PEDIDO 1: Reescreva a parte do texto sobre a greve dos caminhoneiros que começa em "A origem da" e vai até "da indústria automobilística.", inclusive, trocando "BNDES" por "Banco do Brasil".

TEXTO:
──────

NILDO OURIQUES·SEXTA, 25 DE MAIO DE 2018

A greve dos caminhoneiros que já avança pelo quinto dia, sem previsão de término, ameaça colocar o país em um impasse econômico e político. É preciso uma interpretação política para este evento de largas proporções, pois o senso comum e a aparência das coisas nunca são bons conselheiros. Neste sentido, contextualizar a greve como um momento da atual guerra de classes e da crise terminal do sistema petucano é fundamental, colocando-a onde realmente deve estar: mais uma contradição insolúvel do projeto liberal que está no poder desde a construção do Plano Real e da implementação da lógica da austeridade sobre o Estado e o povo.

Origem da greve

A origem da greve de caminhoneiros é anterior à adoção da nova política de preços da Petrobrás e à elevação recente do preço do óleo diesel. Tudo começou com a política liberal em defesa dos monopólios adotada ainda no primeiro mandato do governo Dilma. Uma das medidas da chamada “nova matriz econômica” foi a forte queda do IPI e a oferta de juros subsidiados através do BNDES para a compra de caminhões. Desta maneira, houve expressivo aumento da oferta destes veículos nas estradas brasileiras, em clara estratégia de prorrogar a deflagração da crise econômica por meio de subsídios aos monopólios da indústria automobilística.

Neste contexto, ampliou-se sobremaneira o assalto ao Estado brasileiro por parte dos capitalistas, o que viria a estourar logo em seguida, no momento de queda do preço dos produtos de exportação e na crise brutal de desemprego do setor automotor. Como resultado, os subsídios bilionários aos monopólios se somaram ao gasto financeiro do Estado. Quando Dilma eleva firmemente os juros em 2013, seguindo a deliberação dos banqueiros, estava deflagrada a profunda crise financeira da república rentista brasileira.

Dilma reage promovendo o pacote de austeridade trazido por Joaquim Levy, a primeira etapa do ajuste fiscal contra o povo brasileiro. Realiza o estelionato eleitoral ao cortar em 40% o investimento público e dificultar o acesso à alguns direitos trabalhistas. Por consequência, explode o desemprego e o país caminha para uma profunda recessão. Ainda em 2015, os caminhoneiros, que recentemente haviam comprado um ou mais veículos e estavam endividados por conta disso, sofrem com a queda da oferta de fretes e o aumento do preço do óleo diesel.

──────

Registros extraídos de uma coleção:
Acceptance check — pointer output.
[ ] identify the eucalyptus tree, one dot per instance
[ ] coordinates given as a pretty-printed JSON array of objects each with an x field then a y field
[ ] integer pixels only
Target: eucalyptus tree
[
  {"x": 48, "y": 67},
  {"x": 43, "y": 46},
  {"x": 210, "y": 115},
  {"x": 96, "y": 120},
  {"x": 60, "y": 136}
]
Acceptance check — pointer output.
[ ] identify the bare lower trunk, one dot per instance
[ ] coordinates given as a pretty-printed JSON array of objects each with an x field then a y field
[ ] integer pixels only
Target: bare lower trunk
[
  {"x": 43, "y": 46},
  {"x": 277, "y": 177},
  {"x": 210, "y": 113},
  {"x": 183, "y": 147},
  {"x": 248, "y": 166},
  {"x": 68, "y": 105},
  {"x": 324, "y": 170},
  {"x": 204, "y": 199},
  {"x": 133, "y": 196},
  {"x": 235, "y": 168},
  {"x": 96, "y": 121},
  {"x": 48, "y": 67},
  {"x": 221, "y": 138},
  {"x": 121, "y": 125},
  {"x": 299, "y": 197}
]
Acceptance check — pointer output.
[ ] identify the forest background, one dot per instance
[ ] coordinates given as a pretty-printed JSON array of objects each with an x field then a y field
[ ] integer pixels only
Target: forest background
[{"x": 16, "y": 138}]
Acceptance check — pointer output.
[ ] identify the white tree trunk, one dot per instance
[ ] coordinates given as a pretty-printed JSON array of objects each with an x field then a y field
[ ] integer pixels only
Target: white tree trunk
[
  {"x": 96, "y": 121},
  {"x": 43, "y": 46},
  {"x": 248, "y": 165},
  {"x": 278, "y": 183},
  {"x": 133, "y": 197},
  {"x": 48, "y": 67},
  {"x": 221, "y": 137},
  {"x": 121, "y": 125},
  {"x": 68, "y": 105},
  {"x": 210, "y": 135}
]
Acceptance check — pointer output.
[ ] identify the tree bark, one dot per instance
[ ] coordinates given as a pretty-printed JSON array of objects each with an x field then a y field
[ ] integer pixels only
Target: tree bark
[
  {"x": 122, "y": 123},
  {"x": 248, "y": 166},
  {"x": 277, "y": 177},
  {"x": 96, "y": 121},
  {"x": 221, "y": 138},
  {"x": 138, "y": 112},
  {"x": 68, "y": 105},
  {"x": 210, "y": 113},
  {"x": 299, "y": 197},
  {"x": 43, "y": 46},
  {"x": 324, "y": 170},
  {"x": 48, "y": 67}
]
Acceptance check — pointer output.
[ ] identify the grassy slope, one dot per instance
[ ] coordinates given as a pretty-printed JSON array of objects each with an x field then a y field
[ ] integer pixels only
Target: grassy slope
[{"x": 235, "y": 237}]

──────

PEDIDO 2: Copie todas as linhas dos registros em que aparece a palavra "trunk".

RESPOSTA COMPLETA 1:
A origem da greve de caminhoneiros é anterior à adoção da nova política de preços da Petrobrás e à elevação recente do preço do óleo diesel. Tudo começou com a política liberal em defesa dos monopólios adotada ainda no primeiro mandato do governo Dilma. Uma das medidas da chamada “nova matriz econômica” foi a forte queda do IPI e a oferta de juros subsidiados através do Banco do Brasil para a compra de caminhões. Desta maneira, houve expressivo aumento da oferta destes veículos nas estradas brasileiras, em clara estratégia de prorrogar a deflagração da crise econômica por meio de subsídios aos monopólios da indústria automobilística.

RESPOSTA COMPLETA 2:
[ ] identify the bare lower trunk, one dot per instance
Target: bare lower trunk
[ ] identify the white tree trunk, one dot per instance
Target: white tree trunk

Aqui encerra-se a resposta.